▶ [WORK INSTRUCTION] Based on the listing below, report how many lines contain the word "instance". Nothing but the number, please.
(Beginning of RECORDS PROVIDED)
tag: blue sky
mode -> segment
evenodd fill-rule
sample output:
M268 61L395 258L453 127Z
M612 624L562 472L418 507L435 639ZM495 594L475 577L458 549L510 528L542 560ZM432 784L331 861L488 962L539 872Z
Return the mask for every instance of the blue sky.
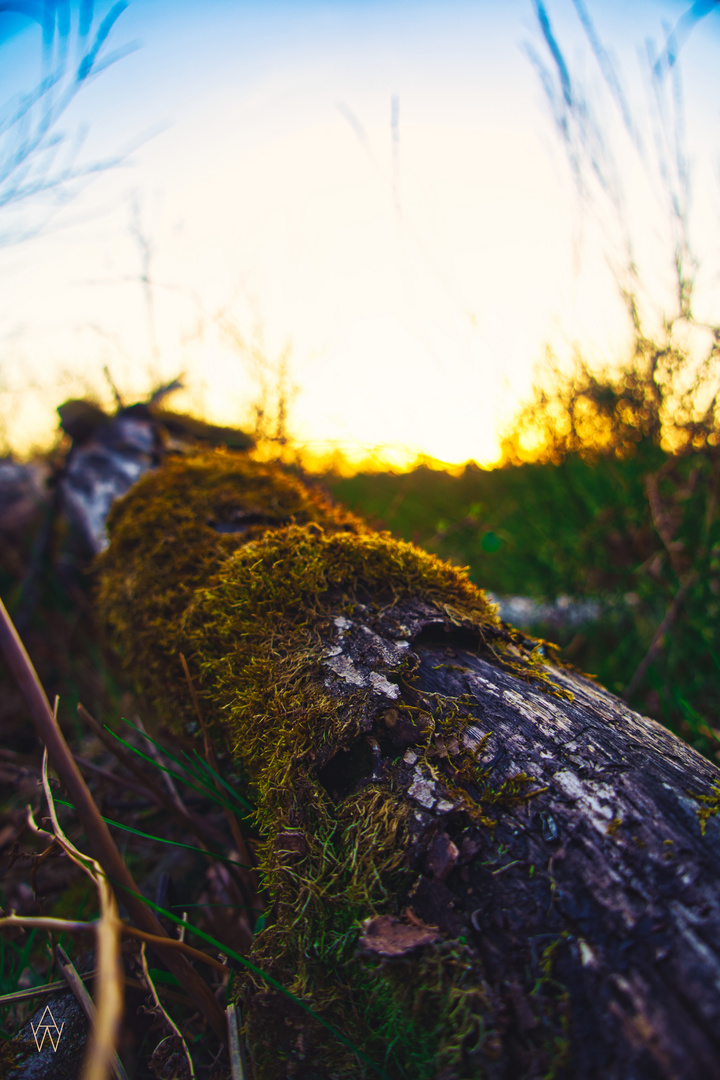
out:
M672 301L662 191L623 142L573 4L547 7L617 145L662 313ZM659 45L663 20L685 7L588 4L648 136L638 50L648 36ZM720 17L706 18L681 54L708 305L719 31ZM40 35L0 15L0 42L7 100L40 74ZM284 354L308 446L489 462L547 343L561 356L578 343L598 361L627 348L608 265L620 234L607 207L576 196L525 51L547 55L530 2L133 0L109 45L133 42L61 128L88 126L86 161L140 145L37 238L0 248L0 409L18 447L47 438L70 394L106 400L104 366L129 398L185 371L178 407L241 423L259 393L258 358L272 367ZM6 209L0 228L44 212Z

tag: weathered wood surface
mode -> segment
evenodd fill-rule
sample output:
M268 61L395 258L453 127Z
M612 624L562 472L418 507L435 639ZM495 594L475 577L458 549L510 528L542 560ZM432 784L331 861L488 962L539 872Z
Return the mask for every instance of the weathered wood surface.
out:
M252 446L240 430L160 408L166 394L180 388L175 380L149 401L122 407L113 416L81 399L60 405L60 426L71 445L54 469L38 462L0 460L0 542L16 538L47 508L50 481L59 484L61 510L76 530L82 554L97 555L107 547L105 521L112 504L168 453L203 444Z

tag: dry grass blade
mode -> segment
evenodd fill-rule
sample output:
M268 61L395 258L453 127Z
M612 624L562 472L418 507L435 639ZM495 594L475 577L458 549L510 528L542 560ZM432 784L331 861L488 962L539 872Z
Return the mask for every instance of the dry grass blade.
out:
M63 979L80 1002L82 1010L91 1023L95 1022L95 1006L93 1000L83 986L83 981L68 954L62 945L55 946L55 955Z
M125 866L110 831L100 816L53 716L37 672L2 600L0 600L0 649L25 698L30 716L49 751L58 776L70 795L85 828L90 847L98 857L98 862L113 884L123 890L123 903L133 921L147 933L155 934L160 938L167 937L164 928L144 902L140 889ZM227 1039L225 1017L210 987L178 952L160 945L157 946L157 952L188 996L207 1017L217 1037L224 1043Z
M97 975L97 971L86 971L82 975L78 975L78 979L94 979ZM16 1001L32 1001L33 998L47 997L48 994L54 994L57 990L62 990L65 987L65 983L51 982L46 983L45 986L32 986L29 990L14 990L12 994L2 994L0 996L0 1005L12 1005Z
M57 726L57 698L53 719ZM87 1057L83 1063L82 1080L104 1080L107 1075L108 1065L114 1067L119 1064L115 1045L120 1030L120 1021L123 1012L123 978L120 966L120 918L118 915L115 894L103 868L95 859L83 855L68 840L60 828L60 823L55 812L52 791L48 780L48 752L43 753L42 761L42 784L47 799L48 811L53 823L53 833L58 843L63 847L73 862L93 881L98 894L100 904L100 917L95 923L95 937L97 941L97 969L96 996L97 1008L92 1024L92 1038ZM62 969L62 974L67 978L67 971ZM85 988L79 980L76 980L83 993L87 996ZM74 987L73 987L74 989ZM118 1080L123 1080L117 1074Z
M225 1010L228 1025L228 1046L230 1050L230 1075L232 1080L247 1080L247 1067L240 1038L240 1024L236 1005L228 1005Z
M86 1017L88 1018L88 1022L92 1026L93 1030L96 1030L97 1011L95 1009L95 1005L93 1004L92 998L83 986L82 979L75 970L75 965L63 949L62 945L57 945L55 947L55 954L57 956L60 971L62 972L62 976L65 982L68 984L73 994L80 1002L80 1006ZM110 1066L117 1080L128 1080L128 1074L125 1072L123 1064L120 1061L120 1058L118 1057L115 1050L113 1050Z
M145 980L146 980L146 982L148 984L148 989L150 990L150 993L152 994L152 999L155 1002L155 1008L158 1009L162 1013L162 1015L165 1017L166 1023L169 1025L170 1028L172 1028L173 1032L175 1033L175 1035L177 1035L178 1039L180 1040L180 1043L182 1044L183 1051L185 1052L185 1058L186 1058L187 1063L188 1063L188 1069L190 1070L191 1080L195 1080L195 1069L193 1068L192 1058L190 1057L190 1051L187 1048L187 1043L185 1042L184 1038L182 1037L182 1034L180 1032L180 1028L177 1026L177 1024L172 1020L172 1018L167 1014L167 1012L163 1008L162 1002L160 1001L160 998L158 997L157 990L155 989L155 984L152 981L152 979L150 978L150 970L148 968L147 957L145 955L145 942L143 942L142 945L140 946L140 959L142 960L143 975L145 976Z
M49 930L51 933L64 933L64 934L80 934L80 933L94 933L96 929L95 922L73 922L72 919L54 919L48 915L3 915L0 918L0 930L3 927L25 927L33 930ZM144 930L138 930L135 926L130 926L128 923L118 921L118 926L123 934L128 937L136 938L138 941L145 941L148 945L152 945L153 948L163 949L175 949L178 952L183 953L191 960L198 960L201 964L208 964L209 967L214 968L215 971L220 972L221 975L227 974L227 966L216 960L214 956L209 956L201 949L194 949L192 945L188 945L186 941L178 941L177 938L158 937L156 934L146 934ZM126 980L127 981L127 980ZM59 984L54 984L59 985ZM164 988L163 988L164 989ZM32 997L33 994L44 994L48 990L46 986L39 986L32 990L21 991L26 997ZM0 1002L9 1001L15 998L15 994L9 994L5 998L0 998ZM185 999L183 999L185 1000Z

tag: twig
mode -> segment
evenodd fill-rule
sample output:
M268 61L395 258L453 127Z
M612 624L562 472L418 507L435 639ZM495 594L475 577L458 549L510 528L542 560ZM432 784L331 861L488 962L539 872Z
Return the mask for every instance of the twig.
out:
M214 956L208 956L202 949L194 949L192 945L188 945L186 941L180 941L178 938L160 938L156 934L146 934L144 930L138 930L128 923L121 923L121 930L123 934L127 934L128 937L137 938L138 941L147 942L147 944L152 945L153 948L162 946L163 949L177 949L184 953L185 956L189 956L193 960L199 960L202 964L208 964L209 967L215 968L216 971L221 972L223 975L227 974L227 967L225 964L216 960ZM163 957L163 959L165 958Z
M135 714L135 724L137 727L140 728L140 731L145 736L145 742L147 743L148 750L150 751L150 756L154 759L155 763L160 769L160 776L162 777L162 781L165 784L165 787L168 789L168 794L170 795L170 798L173 800L180 813L183 814L185 817L189 818L190 815L187 812L185 803L180 798L180 792L175 787L175 781L167 771L167 766L162 759L162 754L158 750L153 740L148 738L148 734L145 730L145 725L143 724L137 713Z
M107 364L105 364L105 366L103 368L103 375L105 376L105 379L106 379L108 385L110 386L110 389L113 392L113 397L115 398L115 406L116 406L116 408L122 409L122 407L123 407L123 399L122 399L122 396L120 394L120 391L118 390L117 386L113 382L113 377L110 374L110 368L107 366Z
M33 930L57 930L60 934L79 934L95 932L95 922L78 921L77 919L56 919L51 915L3 915L0 918L0 928L3 926L29 926Z
M623 696L625 698L632 697L640 683L645 678L645 673L647 672L647 669L650 667L653 660L662 649L663 637L677 619L680 613L680 608L683 604L683 600L685 599L688 590L692 588L699 576L700 575L697 573L697 571L690 574L689 577L685 578L685 581L675 593L675 598L673 599L672 604L668 608L665 614L665 618L660 623L657 630L655 631L655 634L653 635L653 639L650 642L650 648L645 653L645 656L640 661L635 674L633 675L632 679L623 691Z
M62 945L55 946L55 955L57 957L60 971L65 982L68 984L73 994L80 1002L80 1007L85 1013L88 1019L88 1023L94 1029L97 1023L97 1011L93 1004L92 998L88 994L87 990L83 986L82 979L78 975L75 965L63 949ZM117 1055L117 1051L113 1050L112 1057L110 1059L110 1066L115 1073L117 1080L128 1080L128 1074L123 1068L123 1064Z
M247 1066L240 1038L240 1024L236 1005L228 1005L225 1010L228 1026L228 1046L230 1050L230 1075L232 1080L247 1080Z
M117 784L118 787L124 788L125 791L136 791L138 795L152 795L152 792L148 792L146 787L143 787L142 784L138 784L135 780L128 780L126 776L118 776L116 773L110 772L109 769L101 769L99 765L94 765L92 761L80 757L79 754L73 754L73 757L81 769L84 769L86 772L95 773L96 776L102 777L103 780L108 780L111 784Z
M156 934L161 938L166 937L162 925L145 904L138 886L115 846L107 825L93 802L92 795L53 716L35 668L2 600L0 600L0 649L25 698L30 716L48 748L58 775L76 808L92 850L99 856L98 861L103 870L113 884L123 890L123 903L131 918L147 933ZM162 956L164 963L175 975L188 997L207 1017L218 1038L225 1042L227 1039L225 1017L207 983L193 971L185 957L178 955L174 949L158 945L157 952Z
M143 975L145 976L145 979L146 979L147 984L148 984L148 988L150 990L150 993L152 994L152 999L155 1002L155 1007L157 1009L159 1009L159 1011L165 1017L165 1020L166 1020L167 1024L174 1031L174 1033L177 1035L178 1039L182 1043L182 1048L185 1051L185 1058L186 1058L187 1063L188 1063L188 1068L190 1069L191 1080L195 1080L195 1069L193 1068L192 1058L190 1057L190 1051L187 1048L187 1043L185 1042L182 1035L180 1034L180 1028L177 1026L177 1024L175 1024L175 1022L171 1019L171 1017L168 1015L168 1013L163 1008L162 1002L160 1001L160 998L158 997L157 990L155 989L155 983L150 978L150 971L148 969L147 957L145 956L145 943L144 942L140 946L140 959L142 960Z
M168 394L174 394L176 390L184 389L183 376L178 375L177 378L171 379L170 382L163 383L162 386L158 386L157 390L153 390L152 394L148 398L148 405L157 405L159 401L162 401Z
M94 933L97 930L97 921L92 922L78 922L72 919L56 919L48 915L3 915L0 918L0 929L3 926L24 926L30 927L33 930L49 930L57 931L58 933L65 934L78 934L78 933ZM162 947L164 950L174 949L176 951L184 953L192 960L198 960L203 964L207 964L209 967L214 968L223 975L227 975L227 966L222 964L219 960L216 960L214 956L209 956L201 949L194 949L192 945L188 945L186 941L179 941L177 938L168 938L165 936L159 936L158 934L147 934L144 930L138 930L136 926L131 926L130 923L121 922L118 920L118 929L121 933L126 934L128 937L137 938L138 941L146 941L148 945L154 947ZM163 957L163 960L165 957Z

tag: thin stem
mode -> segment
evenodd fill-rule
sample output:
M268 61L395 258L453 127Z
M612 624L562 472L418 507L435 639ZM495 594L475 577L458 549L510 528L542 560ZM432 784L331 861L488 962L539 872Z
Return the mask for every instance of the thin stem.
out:
M143 942L140 946L140 959L142 961L143 975L145 976L145 981L147 982L150 993L152 994L152 999L155 1002L155 1008L165 1017L165 1022L167 1023L168 1027L173 1031L173 1033L182 1043L182 1048L185 1052L185 1059L188 1063L188 1069L190 1070L190 1078L191 1080L195 1080L195 1069L193 1068L193 1062L192 1058L190 1057L190 1051L187 1048L187 1043L182 1037L180 1028L163 1008L163 1004L158 997L157 990L155 989L155 983L150 978L150 970L148 968L147 956L145 955L145 942Z
M24 926L33 930L49 930L57 931L62 934L79 934L90 933L94 934L97 930L97 920L93 919L91 922L77 922L72 919L54 919L46 915L4 915L0 918L0 928ZM118 927L120 932L126 934L128 937L136 938L138 941L145 941L148 945L152 945L154 948L163 949L175 949L176 951L185 953L186 956L191 957L193 960L199 960L203 964L208 964L209 967L214 968L223 975L227 975L227 966L222 964L219 960L216 960L214 956L209 956L201 949L194 949L192 945L188 945L185 941L178 941L177 938L168 938L167 935L160 937L157 934L146 934L144 930L138 930L136 926L131 926L130 923L119 922ZM224 946L223 946L224 947ZM28 991L26 996L32 996L35 988L32 991ZM45 987L37 987L37 992L43 992ZM12 997L12 995L10 995ZM5 1000L4 998L0 1000Z

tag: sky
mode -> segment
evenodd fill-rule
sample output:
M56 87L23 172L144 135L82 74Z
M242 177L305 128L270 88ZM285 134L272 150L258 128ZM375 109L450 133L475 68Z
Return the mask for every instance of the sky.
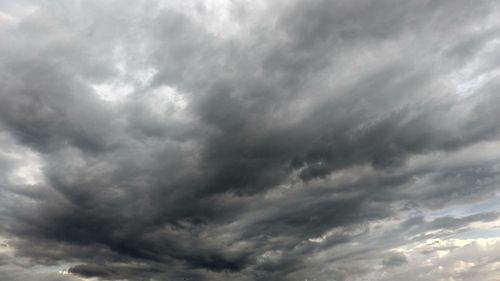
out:
M0 0L0 281L498 281L499 66L495 0Z

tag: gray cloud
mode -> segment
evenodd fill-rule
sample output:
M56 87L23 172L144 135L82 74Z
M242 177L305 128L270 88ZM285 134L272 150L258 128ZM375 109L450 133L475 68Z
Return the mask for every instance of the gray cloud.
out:
M4 2L9 280L495 270L494 1Z
M408 262L408 260L406 259L406 256L401 255L401 254L393 254L384 260L384 265L385 266L400 266L400 265L403 265L407 262Z

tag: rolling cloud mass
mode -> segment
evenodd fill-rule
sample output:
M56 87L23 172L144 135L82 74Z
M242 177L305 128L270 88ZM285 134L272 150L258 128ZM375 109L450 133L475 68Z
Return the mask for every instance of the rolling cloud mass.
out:
M0 0L0 281L497 281L500 2Z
(End of RECORDS PROVIDED)
▶ [EXERCISE ANSWER] 8